SET PROBLEM —
Gather each line in the rows below that contains the string "spatula", and copy those lines without changing them.

** START DATA EXTRACT **

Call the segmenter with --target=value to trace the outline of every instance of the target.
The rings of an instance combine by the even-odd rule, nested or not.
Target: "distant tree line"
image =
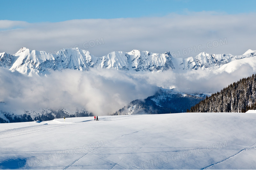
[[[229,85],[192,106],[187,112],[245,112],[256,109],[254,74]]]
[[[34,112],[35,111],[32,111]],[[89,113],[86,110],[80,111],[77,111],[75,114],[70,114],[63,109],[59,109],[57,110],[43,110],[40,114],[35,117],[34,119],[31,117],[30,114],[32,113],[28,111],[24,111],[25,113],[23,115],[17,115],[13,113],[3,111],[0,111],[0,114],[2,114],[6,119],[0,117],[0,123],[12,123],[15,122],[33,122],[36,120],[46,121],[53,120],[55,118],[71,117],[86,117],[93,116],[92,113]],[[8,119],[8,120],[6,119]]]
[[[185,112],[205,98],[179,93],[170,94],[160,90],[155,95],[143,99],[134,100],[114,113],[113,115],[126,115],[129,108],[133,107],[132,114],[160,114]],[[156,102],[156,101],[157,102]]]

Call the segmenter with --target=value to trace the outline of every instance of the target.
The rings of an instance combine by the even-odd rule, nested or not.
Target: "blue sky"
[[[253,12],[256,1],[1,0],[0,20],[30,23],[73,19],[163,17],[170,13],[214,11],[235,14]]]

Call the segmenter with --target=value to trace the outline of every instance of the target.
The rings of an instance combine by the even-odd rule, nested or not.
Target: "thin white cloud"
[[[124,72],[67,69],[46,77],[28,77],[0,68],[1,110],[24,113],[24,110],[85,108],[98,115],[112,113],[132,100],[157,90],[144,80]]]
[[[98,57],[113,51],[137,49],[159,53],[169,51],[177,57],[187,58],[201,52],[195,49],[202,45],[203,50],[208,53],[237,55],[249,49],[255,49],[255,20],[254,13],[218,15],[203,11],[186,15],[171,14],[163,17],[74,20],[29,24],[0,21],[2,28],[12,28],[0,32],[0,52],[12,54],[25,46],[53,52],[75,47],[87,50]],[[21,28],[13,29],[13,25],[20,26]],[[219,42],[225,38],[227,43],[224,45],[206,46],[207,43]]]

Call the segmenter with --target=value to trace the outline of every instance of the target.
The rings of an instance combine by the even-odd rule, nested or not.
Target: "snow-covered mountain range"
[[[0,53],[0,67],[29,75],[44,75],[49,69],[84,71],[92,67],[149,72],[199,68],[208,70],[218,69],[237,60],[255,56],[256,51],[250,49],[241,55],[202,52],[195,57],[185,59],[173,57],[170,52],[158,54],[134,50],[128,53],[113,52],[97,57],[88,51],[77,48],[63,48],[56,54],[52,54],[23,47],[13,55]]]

** END DATA EXTRACT **
** START DATA EXTRACT **

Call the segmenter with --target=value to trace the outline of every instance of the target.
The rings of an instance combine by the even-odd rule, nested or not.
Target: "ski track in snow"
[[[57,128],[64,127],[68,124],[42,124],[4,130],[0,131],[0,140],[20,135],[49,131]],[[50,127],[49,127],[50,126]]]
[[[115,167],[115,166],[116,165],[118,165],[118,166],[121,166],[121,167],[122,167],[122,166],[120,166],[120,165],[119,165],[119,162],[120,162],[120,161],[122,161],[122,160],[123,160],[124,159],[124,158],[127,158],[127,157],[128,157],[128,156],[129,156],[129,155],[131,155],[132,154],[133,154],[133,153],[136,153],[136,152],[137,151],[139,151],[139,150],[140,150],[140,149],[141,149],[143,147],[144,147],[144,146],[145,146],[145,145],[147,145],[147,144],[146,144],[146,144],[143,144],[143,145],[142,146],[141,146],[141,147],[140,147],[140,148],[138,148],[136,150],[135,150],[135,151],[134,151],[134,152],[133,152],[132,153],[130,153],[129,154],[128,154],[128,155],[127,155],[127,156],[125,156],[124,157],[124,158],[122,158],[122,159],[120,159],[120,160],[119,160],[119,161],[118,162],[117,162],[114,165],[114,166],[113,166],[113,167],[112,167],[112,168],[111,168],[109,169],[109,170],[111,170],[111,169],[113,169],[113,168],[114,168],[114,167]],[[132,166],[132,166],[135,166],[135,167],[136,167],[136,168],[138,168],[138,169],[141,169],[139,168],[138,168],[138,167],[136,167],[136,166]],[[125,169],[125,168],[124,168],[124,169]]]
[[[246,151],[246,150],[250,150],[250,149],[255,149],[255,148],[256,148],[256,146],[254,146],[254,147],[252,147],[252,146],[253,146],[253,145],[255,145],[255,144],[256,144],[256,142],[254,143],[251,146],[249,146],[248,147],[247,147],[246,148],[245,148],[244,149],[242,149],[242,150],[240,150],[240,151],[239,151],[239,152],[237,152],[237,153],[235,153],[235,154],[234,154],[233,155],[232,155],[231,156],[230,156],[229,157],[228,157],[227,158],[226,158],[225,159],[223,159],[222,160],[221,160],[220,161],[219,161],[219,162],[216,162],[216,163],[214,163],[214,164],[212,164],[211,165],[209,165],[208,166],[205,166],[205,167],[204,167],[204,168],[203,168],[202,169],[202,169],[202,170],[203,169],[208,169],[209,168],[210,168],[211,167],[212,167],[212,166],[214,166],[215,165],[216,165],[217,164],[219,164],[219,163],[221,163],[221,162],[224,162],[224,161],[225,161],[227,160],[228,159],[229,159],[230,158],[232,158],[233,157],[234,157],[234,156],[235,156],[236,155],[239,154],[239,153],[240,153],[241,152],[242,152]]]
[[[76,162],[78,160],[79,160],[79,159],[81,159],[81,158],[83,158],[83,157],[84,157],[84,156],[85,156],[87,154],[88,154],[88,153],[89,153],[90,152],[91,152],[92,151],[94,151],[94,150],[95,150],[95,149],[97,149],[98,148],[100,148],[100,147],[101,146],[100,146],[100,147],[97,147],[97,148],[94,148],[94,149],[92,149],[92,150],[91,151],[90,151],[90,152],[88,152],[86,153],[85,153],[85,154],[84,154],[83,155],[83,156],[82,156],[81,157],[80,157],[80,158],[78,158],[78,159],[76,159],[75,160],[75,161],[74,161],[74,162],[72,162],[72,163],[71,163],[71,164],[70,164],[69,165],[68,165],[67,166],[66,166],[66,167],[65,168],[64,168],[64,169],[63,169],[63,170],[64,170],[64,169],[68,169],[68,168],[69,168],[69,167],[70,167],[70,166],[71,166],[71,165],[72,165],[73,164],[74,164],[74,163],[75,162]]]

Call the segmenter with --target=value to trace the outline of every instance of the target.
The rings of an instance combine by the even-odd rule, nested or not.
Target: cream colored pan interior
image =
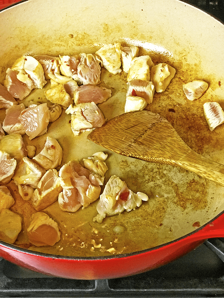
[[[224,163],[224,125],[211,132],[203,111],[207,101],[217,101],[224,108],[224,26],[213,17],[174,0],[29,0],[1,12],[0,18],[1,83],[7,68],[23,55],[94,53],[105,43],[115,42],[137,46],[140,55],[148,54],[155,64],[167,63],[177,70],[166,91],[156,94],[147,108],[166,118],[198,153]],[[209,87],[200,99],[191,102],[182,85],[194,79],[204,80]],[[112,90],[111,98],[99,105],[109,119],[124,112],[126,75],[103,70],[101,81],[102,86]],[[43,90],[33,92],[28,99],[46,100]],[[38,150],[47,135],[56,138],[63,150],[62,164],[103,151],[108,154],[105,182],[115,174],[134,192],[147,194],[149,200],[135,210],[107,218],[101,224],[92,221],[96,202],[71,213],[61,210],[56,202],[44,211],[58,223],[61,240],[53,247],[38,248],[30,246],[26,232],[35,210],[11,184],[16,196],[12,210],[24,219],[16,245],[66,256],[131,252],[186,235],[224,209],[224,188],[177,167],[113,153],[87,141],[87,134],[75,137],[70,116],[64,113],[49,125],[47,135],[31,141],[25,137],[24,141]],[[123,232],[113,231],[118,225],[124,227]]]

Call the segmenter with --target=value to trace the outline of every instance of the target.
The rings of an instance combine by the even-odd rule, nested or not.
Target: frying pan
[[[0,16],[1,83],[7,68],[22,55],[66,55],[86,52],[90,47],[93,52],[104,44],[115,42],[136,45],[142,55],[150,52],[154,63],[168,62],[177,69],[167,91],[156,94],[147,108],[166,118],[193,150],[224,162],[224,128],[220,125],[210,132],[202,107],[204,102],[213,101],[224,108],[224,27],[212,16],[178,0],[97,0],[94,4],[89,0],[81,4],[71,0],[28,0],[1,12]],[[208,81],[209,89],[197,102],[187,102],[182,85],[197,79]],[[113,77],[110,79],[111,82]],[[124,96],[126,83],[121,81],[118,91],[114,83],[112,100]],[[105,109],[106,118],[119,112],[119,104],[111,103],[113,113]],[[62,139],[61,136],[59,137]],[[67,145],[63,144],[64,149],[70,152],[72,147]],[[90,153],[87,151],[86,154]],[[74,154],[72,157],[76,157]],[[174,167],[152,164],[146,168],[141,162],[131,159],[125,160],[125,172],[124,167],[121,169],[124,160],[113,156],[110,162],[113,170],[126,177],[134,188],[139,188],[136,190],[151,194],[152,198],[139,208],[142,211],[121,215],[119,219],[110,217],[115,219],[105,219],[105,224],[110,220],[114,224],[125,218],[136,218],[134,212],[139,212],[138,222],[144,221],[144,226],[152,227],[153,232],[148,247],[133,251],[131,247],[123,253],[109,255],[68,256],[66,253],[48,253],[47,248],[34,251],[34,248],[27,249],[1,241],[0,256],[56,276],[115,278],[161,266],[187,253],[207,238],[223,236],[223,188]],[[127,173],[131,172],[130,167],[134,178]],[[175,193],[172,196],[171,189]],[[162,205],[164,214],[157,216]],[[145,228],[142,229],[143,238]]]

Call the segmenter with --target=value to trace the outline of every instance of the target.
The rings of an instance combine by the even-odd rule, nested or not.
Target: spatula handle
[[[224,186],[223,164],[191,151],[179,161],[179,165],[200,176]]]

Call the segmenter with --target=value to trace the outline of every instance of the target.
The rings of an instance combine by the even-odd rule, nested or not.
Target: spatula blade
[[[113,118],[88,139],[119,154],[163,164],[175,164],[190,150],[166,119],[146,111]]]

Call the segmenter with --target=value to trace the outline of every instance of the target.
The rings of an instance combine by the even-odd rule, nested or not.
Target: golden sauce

** END DATA EXTRACT **

TASK ANSWER —
Target: spatula handle
Target: spatula blade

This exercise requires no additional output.